:: Source passage ::

An immersive study trip into the food and wines of Italy led chef Matthew MacCartney DipWSET to officially catch the wine bug. Having worked in some of the world’s leading restaurants, he now runs his own establishment in Rhode Island. He tells us how he curates his award-winning wine list and prepares staff to cater to savvy guests.
As a chef by trade, what sparked your interest in wine?
There was a pivotal moment in 1993 while studying for my B.T. in Hospitality Management at NYC College of Technology and working part-time at the newly opened Restaurant Daniel. The Italian organisation SLOW FOOD hosted a stagiaire program that focused on the Wines and Food of the Langhe in Piedmont and ten students from various Culinary and Hospitality Schools were chosen to attend. We visited 35 wineries in 21 days and at each we broke bread, heard the family history and tasted an array of wines. We met with small producers that did not have a large market presence as well as legends like Bruno Giacosa, Angelo Gaja, Bruno Ceretto, and both Aldo and Giacomo Conterno. After that full immersion, it is not hard to understand how I had officially caught the “wine bug.”
How did you gain your wine knowledge?
I had taken the requisite wine courses while at college, but during a semester abroad at the Birmingham College of Food I had the opportunity to take the ‘WSET Certificate’ in 1992 (now equivalent to Level 2 Award in Wines and Spirits). In 1994 the courses were available for the first time at the International Wine Center in NY and I decided to continue with the Higher Certificate (now equivalent to Level 3 Award in Wines). When the time came to embark on my Diploma I felt the only way to succeed was to step out of the kitchen and move to the front of house where I would be handling wine on a daily basis.

:::

- _Exercise instructions_:
Reproduce the interview above with the chef about his start in wine word for word, from start to finish.

:: Listed entries ::

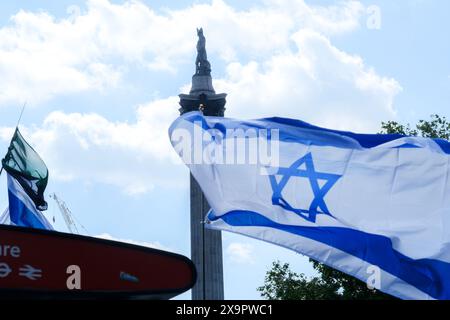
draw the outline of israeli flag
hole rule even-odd
[[[53,230],[42,212],[36,209],[34,202],[27,195],[20,183],[7,173],[9,217],[6,211],[0,220],[3,224],[29,227],[35,229]]]
[[[198,112],[169,134],[211,205],[208,227],[292,249],[399,298],[450,299],[448,141]]]

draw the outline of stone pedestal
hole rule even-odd
[[[189,94],[180,94],[180,114],[201,111],[205,116],[223,117],[226,94],[216,94],[212,85],[211,65],[207,60],[203,29],[197,29],[196,72]],[[197,283],[192,300],[223,300],[222,234],[205,228],[210,206],[199,184],[190,176],[191,186],[191,259],[197,269]]]

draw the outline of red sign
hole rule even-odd
[[[186,257],[92,237],[0,226],[0,294],[167,299],[196,278]]]

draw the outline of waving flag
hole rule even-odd
[[[403,299],[450,299],[448,141],[198,112],[169,133],[211,205],[208,227],[378,275],[370,284]]]
[[[41,212],[47,209],[44,190],[48,170],[18,128],[2,165],[8,175],[9,224],[52,230],[51,224]]]

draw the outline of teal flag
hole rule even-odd
[[[44,191],[48,182],[48,169],[37,152],[25,141],[16,128],[8,152],[2,160],[3,169],[15,178],[36,209],[47,210]]]

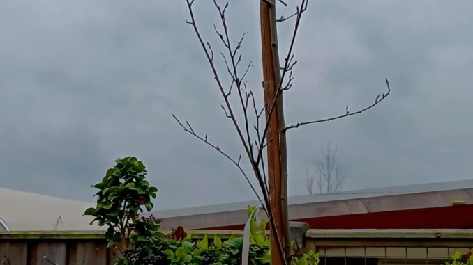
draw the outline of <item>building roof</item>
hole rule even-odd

:::

- _Exercise output_:
An immersive study trip into the food and wines of Italy led chef Matthew MacCartney DipWSET to officially catch the wine bug. Having worked in some of the world’s leading restaurants, he now runs his own establishment in Rhode Island. He tells us how he curates his award-winning wine list and prepares staff to cater to savvy guests.
As a chef by trade, what sparked your interest in wine?
There was a pivotal moment in 1993 while studying for my B.T. in Hospitality Management at NYC College of Technology and working part-time at the newly opened Restaurant Daniel. The Italian organisation SLOW FOOD hosted a stagiaire program that focused on the Wines and Food of the Langhe in Piedmont and ten students from various Culinary and Hospitality Schools were chosen to attend. We visited 35 wineries in 21 days and at each we broke bread, heard the family history and tasted an array of wines. We met with small producers that did not have a large market presence as well as legends like Bruno Giacosa, Angelo Gaja, Bruno Ceretto, and both Aldo and Giacomo Conterno. After that full immersion, it is not hard to understand how I had officially caught the “wine bug.”
How did you gain your wine knowledge?
I had taken the requisite wine courses while at college, but during a semester abroad at the Birmingham College of Food I had the opportunity to take the ‘WSET Certificate’ in 1992 (now equivalent to Level 2 Award in Wines and Spirits). In 1994 the courses were available for the first time at the International Wine Center in NY and I decided to continue with the Higher Certificate (now equivalent to Level 3 Award in Wines). When the time came to embark on my Diploma I felt the only way to succeed was to step out of the kitchen and move to the front of house where I would be handling wine on a daily basis.